### Records supplied

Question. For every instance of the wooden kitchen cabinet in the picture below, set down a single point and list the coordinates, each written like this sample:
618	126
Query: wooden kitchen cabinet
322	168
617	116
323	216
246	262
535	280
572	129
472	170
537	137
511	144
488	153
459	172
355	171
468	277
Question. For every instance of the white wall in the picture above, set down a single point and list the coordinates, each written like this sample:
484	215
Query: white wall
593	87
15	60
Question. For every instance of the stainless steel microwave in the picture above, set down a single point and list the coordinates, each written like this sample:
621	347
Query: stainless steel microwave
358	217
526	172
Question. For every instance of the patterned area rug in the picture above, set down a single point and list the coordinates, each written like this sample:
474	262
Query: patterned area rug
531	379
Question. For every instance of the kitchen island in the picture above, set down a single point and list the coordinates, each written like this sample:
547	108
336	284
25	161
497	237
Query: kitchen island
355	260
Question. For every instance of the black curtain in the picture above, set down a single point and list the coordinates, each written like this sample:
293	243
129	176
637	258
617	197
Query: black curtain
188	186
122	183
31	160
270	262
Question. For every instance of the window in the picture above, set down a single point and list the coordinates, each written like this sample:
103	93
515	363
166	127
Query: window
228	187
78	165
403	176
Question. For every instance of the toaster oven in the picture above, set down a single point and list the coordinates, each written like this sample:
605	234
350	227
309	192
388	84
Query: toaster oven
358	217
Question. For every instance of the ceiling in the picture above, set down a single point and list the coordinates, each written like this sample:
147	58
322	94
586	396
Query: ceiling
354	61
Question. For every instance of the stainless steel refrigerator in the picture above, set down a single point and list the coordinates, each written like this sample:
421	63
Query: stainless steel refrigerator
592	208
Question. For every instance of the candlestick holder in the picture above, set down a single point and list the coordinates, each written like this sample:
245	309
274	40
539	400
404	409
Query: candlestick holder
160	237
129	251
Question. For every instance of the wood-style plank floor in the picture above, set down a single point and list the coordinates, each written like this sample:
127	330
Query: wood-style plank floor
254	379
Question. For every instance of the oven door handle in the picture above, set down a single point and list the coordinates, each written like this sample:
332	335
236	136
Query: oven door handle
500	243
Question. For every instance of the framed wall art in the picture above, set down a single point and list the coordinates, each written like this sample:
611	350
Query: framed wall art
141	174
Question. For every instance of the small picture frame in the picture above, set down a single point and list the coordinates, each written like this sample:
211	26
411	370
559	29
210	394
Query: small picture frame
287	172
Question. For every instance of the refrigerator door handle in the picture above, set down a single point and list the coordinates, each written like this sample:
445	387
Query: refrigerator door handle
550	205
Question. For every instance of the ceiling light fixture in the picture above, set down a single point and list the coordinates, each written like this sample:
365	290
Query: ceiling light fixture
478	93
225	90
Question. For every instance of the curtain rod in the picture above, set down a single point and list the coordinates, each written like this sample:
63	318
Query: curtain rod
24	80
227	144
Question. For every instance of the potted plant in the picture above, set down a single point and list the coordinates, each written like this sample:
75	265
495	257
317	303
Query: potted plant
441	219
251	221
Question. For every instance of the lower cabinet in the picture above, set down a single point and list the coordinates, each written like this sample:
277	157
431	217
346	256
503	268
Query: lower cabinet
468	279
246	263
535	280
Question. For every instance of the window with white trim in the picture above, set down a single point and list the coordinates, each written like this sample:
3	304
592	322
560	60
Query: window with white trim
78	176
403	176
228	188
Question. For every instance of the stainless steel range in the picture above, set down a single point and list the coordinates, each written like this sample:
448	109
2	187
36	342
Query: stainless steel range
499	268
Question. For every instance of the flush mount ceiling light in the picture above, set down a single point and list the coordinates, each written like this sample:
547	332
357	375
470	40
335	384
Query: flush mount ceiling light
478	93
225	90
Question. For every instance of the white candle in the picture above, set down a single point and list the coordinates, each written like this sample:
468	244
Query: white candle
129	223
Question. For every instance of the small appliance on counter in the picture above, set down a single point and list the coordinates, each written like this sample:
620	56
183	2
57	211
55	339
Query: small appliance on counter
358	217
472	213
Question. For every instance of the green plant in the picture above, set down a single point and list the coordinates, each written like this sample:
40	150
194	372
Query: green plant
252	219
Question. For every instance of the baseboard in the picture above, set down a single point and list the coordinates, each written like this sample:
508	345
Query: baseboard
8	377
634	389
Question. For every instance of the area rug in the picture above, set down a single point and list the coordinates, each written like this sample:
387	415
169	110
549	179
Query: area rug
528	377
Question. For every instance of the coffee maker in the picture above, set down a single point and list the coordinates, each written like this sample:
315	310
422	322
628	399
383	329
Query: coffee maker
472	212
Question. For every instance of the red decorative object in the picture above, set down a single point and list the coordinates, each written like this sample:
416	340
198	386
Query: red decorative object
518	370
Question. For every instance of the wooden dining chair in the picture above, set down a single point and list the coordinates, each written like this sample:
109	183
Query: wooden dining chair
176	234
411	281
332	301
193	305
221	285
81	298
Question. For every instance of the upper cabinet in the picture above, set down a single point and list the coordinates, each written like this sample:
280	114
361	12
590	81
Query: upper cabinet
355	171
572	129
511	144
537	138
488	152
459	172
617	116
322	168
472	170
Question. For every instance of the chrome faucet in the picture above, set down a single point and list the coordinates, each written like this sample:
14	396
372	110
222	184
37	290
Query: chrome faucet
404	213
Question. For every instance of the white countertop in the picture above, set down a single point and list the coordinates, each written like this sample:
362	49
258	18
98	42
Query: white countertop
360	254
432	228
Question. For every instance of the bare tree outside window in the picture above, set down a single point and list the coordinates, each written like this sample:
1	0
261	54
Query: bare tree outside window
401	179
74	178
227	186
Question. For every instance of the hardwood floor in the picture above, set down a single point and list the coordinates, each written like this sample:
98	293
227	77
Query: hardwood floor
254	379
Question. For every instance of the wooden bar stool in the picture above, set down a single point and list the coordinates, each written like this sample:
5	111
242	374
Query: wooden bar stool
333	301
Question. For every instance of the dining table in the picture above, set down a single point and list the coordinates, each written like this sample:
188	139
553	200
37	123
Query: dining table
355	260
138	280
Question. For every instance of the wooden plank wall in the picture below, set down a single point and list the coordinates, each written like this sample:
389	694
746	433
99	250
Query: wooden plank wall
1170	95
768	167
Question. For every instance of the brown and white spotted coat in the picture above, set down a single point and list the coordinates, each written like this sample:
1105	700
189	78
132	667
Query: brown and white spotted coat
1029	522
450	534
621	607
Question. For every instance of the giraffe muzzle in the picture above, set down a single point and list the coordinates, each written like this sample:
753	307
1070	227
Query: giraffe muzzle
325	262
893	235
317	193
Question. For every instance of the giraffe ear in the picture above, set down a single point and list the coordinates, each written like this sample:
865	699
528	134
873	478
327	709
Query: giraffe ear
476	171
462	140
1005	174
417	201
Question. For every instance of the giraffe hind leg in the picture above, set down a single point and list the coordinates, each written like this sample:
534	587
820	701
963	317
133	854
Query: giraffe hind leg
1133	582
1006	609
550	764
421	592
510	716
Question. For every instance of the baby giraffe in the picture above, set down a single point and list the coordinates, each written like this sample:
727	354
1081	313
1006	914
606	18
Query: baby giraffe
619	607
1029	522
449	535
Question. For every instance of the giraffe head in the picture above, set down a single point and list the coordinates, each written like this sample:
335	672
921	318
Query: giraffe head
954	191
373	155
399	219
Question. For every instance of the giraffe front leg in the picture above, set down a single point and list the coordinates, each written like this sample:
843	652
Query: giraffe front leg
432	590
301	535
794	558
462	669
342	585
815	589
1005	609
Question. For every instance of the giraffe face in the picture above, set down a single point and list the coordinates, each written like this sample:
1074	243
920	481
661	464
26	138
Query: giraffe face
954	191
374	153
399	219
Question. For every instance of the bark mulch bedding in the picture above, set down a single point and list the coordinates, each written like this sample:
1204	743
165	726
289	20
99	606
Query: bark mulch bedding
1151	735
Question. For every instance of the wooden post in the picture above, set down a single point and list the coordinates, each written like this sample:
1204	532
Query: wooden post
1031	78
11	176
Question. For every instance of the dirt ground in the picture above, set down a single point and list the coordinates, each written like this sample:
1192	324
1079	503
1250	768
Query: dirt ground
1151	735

######

## What you need to do
Word for word, quote the lines from the line containing "Question. For every instance of the bark" through the end of the material, both included, and nothing else.

## Final answer
Question. For every instance of the bark mulch bedding in the picture above, set down a single point and list the coordinates, each written like this sample:
1204	743
165	726
289	20
99	606
Query: bark mulch bedding
1151	735
Question. For every instance of the wooden post in the picture above, set down a single point and list the coordinates, each written like this sample:
1204	532
Query: wooden post
1031	78
11	176
Question. For every instance of the dirt ground in the picture above, set down a single point and list the coordinates, each written like this sample:
1192	324
1079	503
1250	768
Query: dirt ground
1151	735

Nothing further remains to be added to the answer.